> _SELECTED EXTRACT_:
FACTS
Relator General Mills is a Delaware corporation with its principal place of business in Minnesota. The company manufactures and markets branded consumer foods sold through retail stores, and supplies branded and unbranded food products to the foodservice and commercial baking industries. General Mills' principal R&D facilities are located in Minnesota.
Before turning to the facts of this appeal, we begin with an explanation of the tax credit provided for R&D expenses. Generally, R&D tax credits are provided to incentivize companies to increase R&D investments in a given tax year. By providing a credit to the taxpayer, Minnesota encourages "the creation of new products, new high-paying jobs, and new businesses" by "attract[ing] and retain[ing] ... high-tech industries" willing to conduct research within the state. See Michael B. Fishman & Karalee Ferreira, A Practical Guide to R&E Credits Offered at the State Level , J. Multistate Tax'n & Incentives, July 1999, at 14, 17 (1999).
Minnesota's R&D tax credit is calculated by subtracting a "base amount" of qualified research expenses (QREs) from the "qualified research expenses for the taxable year."
Once the fixed-base percentage is calculated, the base amount is calculated by multiplying that percentage by "the average annual gross receipts of the taxpayer for the 4 taxable years preceding the taxable year for which the credit is being determined." I.R.C. § 41(c)(1). The product of this calculation results in a prior-year baseline of QREs in dollar terms against which the actual taxable year QREs are compared. As noted above, the tax credit is calculated as a percentage of the difference between the base amount and the taxable year QREs.

> _PROVIDED DATA_:
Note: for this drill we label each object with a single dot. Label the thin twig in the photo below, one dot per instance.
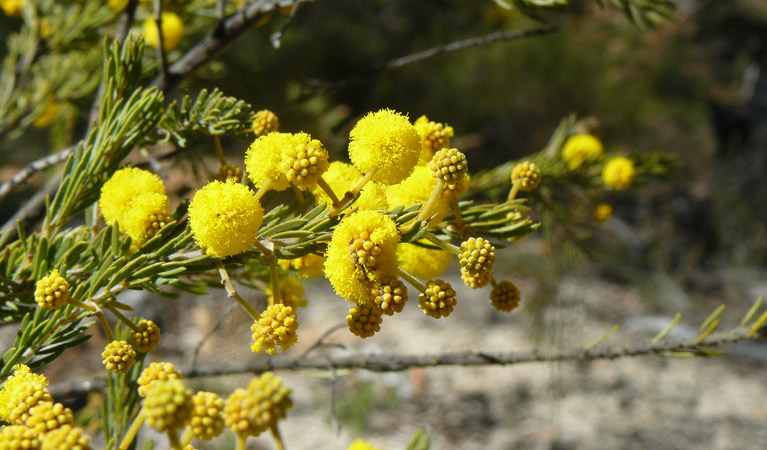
(498, 36)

> _WORK TO DO_:
a – Retype the General Mills passage between "Minnesota's R&D tax" and "taxable year QREs.", inclusive.
b – Please summarize the General Mills passage in two sentences.
The data were drawn from a separate source.

> _SOLUTION LIST_:
a –
Minnesota's R&D tax credit is calculated by subtracting a "base amount" of qualified research expenses (QREs) from the "qualified research expenses for the taxable year."
Once the fixed-base percentage is calculated, the base amount is calculated by multiplying that percentage by "the average annual gross receipts of the taxpayer for the 4 taxable years preceding the taxable year for which the credit is being determined." I.R.C. § 41(c)(1). The product of this calculation results in a prior-year baseline of QREs in dollar terms against which the actual taxable year QREs are compared. As noted above, the tax credit is calculated as a percentage of the difference between the base amount and the taxable year QREs.

b – General Mills, a Delaware corporation headquartered in Minnesota with its principal R&D facilities there, manufactures and markets branded consumer foods and supplies food products to the foodservice and commercial baking industries. Minnesota offers an R&D tax credit to encourage research in the state, calculated as a percentage of the difference between the taxable year's qualified research expenses and a base amount, which is the fixed-base percentage multiplied by the taxpayer's average annual gross receipts for the four preceding years.